Page excerpt.
== == ==
But these standard options are only for the MAC and PHY layers. Different network topologies are then defined for different needs. The standard design also specifies a "device controller" to function as a "gateway" to connect to other device clusters (PAN). Zigbee, for example, is an implementation of the application and networking layers on top of 802.15.4. It's relatively slow, and is often used in buildings and homes to connect switches and appliances. Depending on the application, these PANs may need to connect with each other and ultimately to a data platform to provide smartness via analytic on the platform. Additional gateways are often needed to map to these protocols, to cellular, Ethernet, and so on.

Generalizing this design for connectivity flexibility and openness is often complex, leading likely to more vertical IOTs for specific vertical industries with additional ad hoc customized interfaces to support additional peripheral devices to broaden the initial vertical "smartness." We are seeing this already today with many startups filling that role. For example, cloud-ready embedded WiFi systems, or mobile data synchronization and backup systems to connect devices and applications, ....

IOT, again being all things to all devices, would also include mobile phones, tablets, game consoles, and so on. These are devices that often host applications with high message volume, making general gateways even more complex to do. Thus the emergence of a cloud-based real-time "gateway messaging services" using a publish / subscribe type of REST interfaces presents yet another viable option of effective connectivity for these types of devices.

Such real-time data stream clouds often hide the underneath network and infrastructure complexities with typically a simple set of API's to initialize a connection channel, publish, subscribe to that channel, and disconnect from the channel, using a selection of SDK libraries to support the different device protocols like WebSockets, SignalIR, WebRTC, ....

Truly a mishmash of connectivity options.

Device-to-device or M2M smartness: likely difficult to attain for a while

Some of today's devices come with a somewhat hefty hardware stack, making edge processing and device-device interaction possible and in principle an advantage over having to send data to a data platform in the cloud every time. This is particularly true if the data has to go over a mishmash of gateways just to get to the cloud. But doing edge processing is non-trivial, and it's not something any developer is well-equipped to do. It would be far easier for data and application developers to get data from the cloud and let someone else worry about the mishmash of network mappings.

For example, most devices do not come with pre-installed software runtime environments. Just to get a Linux baseline and a required runtime set up in a bare-metal device already involves quite a few number of steps and technical know-how. A fair number of libraries, tools, including a build environment are also required just to get the baseline Linux, the required runtime, and a software framework to support code development and execution. Lots of prerequisite work before doing the real "thing."
== == ==
Direction 1.
In the IoT connectivity passage, what is Zigbee an implementation of?
Direction 2.
Continue the passage on IoT connectivity and edge processing from its last sentence.
The lines after this IoT connectivity passage are separate material.

Records provided.
== == ==
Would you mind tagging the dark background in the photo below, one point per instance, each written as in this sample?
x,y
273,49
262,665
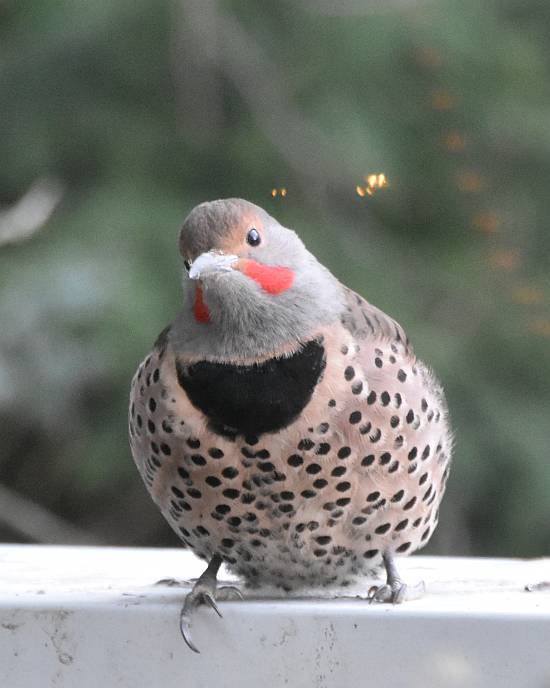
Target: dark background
x,y
116,118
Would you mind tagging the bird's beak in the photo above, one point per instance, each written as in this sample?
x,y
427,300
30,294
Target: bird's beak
x,y
210,263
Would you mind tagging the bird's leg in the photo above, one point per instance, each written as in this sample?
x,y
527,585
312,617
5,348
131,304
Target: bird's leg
x,y
205,591
394,590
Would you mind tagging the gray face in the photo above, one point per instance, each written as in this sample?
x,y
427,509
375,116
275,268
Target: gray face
x,y
248,317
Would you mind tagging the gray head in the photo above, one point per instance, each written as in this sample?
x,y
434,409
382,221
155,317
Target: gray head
x,y
251,288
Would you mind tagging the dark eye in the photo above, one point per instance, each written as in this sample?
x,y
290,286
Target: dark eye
x,y
253,237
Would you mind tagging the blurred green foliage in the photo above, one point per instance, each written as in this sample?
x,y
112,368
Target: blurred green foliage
x,y
142,109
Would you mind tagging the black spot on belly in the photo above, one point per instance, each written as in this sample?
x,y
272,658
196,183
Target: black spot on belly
x,y
251,400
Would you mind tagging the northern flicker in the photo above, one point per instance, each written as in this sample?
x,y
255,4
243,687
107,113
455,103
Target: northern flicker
x,y
281,423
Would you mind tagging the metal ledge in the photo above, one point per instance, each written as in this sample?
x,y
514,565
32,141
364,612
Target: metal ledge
x,y
88,617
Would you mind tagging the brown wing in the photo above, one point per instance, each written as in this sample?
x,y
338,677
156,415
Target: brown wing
x,y
365,321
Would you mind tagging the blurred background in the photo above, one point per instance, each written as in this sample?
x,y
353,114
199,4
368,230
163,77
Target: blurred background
x,y
116,118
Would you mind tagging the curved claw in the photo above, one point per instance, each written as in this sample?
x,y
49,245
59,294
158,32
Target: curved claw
x,y
209,598
231,590
186,633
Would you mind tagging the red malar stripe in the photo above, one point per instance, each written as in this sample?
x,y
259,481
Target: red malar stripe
x,y
273,279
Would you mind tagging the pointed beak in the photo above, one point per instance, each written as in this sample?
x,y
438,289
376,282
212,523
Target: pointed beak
x,y
211,263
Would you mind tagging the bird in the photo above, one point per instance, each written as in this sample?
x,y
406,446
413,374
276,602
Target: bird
x,y
282,423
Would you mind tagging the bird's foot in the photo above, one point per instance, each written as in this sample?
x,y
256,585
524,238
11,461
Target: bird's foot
x,y
396,593
205,591
394,590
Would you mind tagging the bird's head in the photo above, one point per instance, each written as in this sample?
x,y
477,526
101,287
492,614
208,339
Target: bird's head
x,y
250,285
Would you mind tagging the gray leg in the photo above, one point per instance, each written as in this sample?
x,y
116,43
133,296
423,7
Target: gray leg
x,y
394,590
205,591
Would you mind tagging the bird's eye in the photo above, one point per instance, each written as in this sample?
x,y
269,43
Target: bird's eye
x,y
253,237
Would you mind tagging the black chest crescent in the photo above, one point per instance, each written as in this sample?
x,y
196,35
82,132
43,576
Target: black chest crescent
x,y
253,399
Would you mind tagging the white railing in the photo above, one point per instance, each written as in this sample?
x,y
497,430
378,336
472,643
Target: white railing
x,y
87,617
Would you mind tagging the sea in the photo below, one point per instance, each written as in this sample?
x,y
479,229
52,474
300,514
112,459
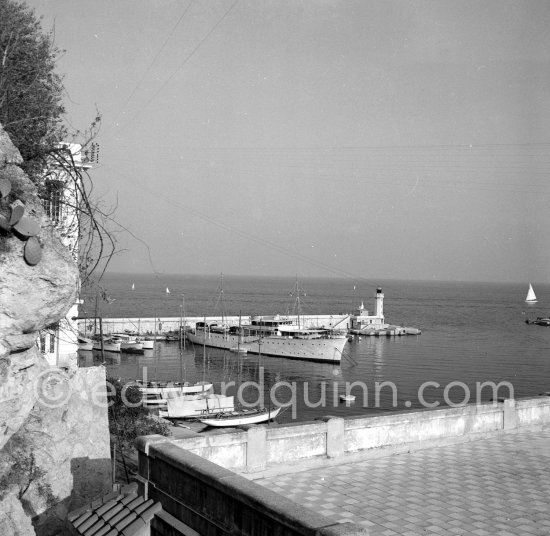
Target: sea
x,y
475,344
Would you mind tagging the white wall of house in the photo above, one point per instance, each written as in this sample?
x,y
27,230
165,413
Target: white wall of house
x,y
59,344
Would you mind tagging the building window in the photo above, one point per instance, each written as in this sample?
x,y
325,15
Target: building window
x,y
52,199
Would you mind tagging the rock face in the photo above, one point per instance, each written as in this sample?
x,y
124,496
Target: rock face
x,y
54,440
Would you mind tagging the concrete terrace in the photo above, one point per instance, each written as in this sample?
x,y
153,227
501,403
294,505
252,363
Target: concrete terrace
x,y
494,486
478,469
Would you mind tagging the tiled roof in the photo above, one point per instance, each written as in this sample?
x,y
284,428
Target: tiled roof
x,y
121,513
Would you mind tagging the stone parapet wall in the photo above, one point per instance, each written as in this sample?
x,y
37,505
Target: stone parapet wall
x,y
261,450
210,499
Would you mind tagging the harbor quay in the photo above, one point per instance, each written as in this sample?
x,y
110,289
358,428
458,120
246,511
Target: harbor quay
x,y
165,325
478,469
162,326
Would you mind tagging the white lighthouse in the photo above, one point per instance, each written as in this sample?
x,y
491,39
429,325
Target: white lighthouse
x,y
362,322
379,312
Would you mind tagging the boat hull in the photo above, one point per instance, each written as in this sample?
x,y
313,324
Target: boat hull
x,y
107,346
195,406
240,418
315,349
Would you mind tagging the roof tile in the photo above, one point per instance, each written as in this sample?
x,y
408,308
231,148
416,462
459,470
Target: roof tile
x,y
133,527
115,514
132,516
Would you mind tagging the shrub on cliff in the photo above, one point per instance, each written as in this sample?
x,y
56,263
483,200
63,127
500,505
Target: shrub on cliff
x,y
31,106
128,418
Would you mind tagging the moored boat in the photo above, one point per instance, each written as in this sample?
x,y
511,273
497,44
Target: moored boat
x,y
85,344
540,321
239,418
531,296
128,343
197,406
274,336
109,345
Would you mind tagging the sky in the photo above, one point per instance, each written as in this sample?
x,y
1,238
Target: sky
x,y
355,138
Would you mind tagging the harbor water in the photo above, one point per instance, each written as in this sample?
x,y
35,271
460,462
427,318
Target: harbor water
x,y
472,333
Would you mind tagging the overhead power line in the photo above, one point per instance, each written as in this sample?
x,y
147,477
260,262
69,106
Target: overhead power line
x,y
133,92
187,58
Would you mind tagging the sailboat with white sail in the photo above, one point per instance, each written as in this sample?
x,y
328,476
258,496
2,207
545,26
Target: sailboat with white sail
x,y
531,297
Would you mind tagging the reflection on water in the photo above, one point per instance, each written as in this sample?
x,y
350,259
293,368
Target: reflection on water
x,y
471,333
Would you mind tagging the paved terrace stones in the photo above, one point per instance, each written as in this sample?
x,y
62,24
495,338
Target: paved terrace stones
x,y
494,486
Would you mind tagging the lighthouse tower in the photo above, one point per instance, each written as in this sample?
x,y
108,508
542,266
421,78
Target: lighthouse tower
x,y
379,304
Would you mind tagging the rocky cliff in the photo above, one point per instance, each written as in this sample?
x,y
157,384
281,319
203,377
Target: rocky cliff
x,y
54,441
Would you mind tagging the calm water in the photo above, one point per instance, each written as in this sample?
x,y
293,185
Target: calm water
x,y
471,332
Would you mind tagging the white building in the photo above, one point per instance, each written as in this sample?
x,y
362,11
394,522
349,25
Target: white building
x,y
58,342
362,321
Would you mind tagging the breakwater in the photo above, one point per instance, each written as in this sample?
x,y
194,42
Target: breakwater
x,y
166,325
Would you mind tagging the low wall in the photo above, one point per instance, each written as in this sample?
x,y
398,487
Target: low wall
x,y
262,450
209,499
197,480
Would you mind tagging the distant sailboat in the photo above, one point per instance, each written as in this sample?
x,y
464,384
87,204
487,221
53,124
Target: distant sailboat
x,y
531,298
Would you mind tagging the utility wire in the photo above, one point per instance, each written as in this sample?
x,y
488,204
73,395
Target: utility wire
x,y
188,57
133,92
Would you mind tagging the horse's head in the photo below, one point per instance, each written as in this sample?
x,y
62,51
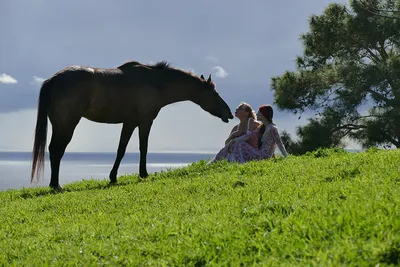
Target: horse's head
x,y
209,100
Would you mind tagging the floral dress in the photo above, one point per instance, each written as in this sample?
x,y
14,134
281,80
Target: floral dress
x,y
242,151
250,139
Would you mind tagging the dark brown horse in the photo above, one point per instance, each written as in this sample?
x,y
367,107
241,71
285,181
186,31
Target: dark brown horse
x,y
131,94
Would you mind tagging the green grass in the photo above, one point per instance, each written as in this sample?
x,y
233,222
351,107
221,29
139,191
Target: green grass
x,y
327,208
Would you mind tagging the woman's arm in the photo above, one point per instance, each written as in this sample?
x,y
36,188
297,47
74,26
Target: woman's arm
x,y
234,133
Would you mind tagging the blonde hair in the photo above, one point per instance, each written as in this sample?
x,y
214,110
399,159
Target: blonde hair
x,y
249,109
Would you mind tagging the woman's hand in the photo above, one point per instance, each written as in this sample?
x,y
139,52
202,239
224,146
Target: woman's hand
x,y
231,143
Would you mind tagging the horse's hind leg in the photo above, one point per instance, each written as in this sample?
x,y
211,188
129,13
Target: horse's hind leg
x,y
59,141
144,132
126,133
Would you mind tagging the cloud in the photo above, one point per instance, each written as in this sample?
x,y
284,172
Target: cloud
x,y
37,80
212,59
220,72
7,79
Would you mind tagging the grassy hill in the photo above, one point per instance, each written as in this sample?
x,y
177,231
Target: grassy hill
x,y
326,208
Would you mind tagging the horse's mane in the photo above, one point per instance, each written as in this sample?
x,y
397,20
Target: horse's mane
x,y
162,66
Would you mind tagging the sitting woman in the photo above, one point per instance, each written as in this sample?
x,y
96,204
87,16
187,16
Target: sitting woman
x,y
270,137
267,137
244,131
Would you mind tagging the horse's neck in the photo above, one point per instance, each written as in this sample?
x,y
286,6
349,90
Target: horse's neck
x,y
173,94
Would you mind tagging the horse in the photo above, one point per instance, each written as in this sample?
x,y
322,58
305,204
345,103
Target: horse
x,y
132,94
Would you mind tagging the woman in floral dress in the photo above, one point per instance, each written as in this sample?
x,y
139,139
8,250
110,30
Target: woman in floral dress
x,y
243,132
267,136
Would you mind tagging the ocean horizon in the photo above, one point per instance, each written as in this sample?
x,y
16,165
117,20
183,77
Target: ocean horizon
x,y
75,166
15,166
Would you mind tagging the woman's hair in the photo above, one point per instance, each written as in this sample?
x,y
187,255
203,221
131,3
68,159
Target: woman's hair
== == ==
Written reply 1.
Zigbee implements the application and networking layers on top of 802.15.4.

Written reply 2.
Writing edge code also harkens back to the days of code development for PC DOS with limited memory and processing power, plus an additional challenge that PC DOS developers did not have to face: power consumption. Unlike desktop machines, most devices are power-constrained to preserve battery life. While the device hardware stack is supposed to be designed for lower power consumption, having edge code that constantly drains the battery defeats the purpose. Besides making the code work in a device with limited resources, developers would need to write energy-efficient code, not necessarily a cakewalk for any Java developer to do.

Let's just look at a use scenario in a smart home where we would just like to use a smart phone to control lighting and shutters with limited device smartness to determine when to notify the smart phone to take certain actions. Despite such a relatively simple use scenario, a developer would have to understand the control interfaces of light switches like Verve Living Systems, of hand-held switches like Illumra, of BSC mode control, and energy metering. These are not common knowledge for most software developers. Adding edge processing code for device-device smartness only complicates the tasks further.

Thus device-device autonomy is unlikely. Connected smartness likely would come from device to cloud where streams of device data are ingested to the cloud data platform for analysis.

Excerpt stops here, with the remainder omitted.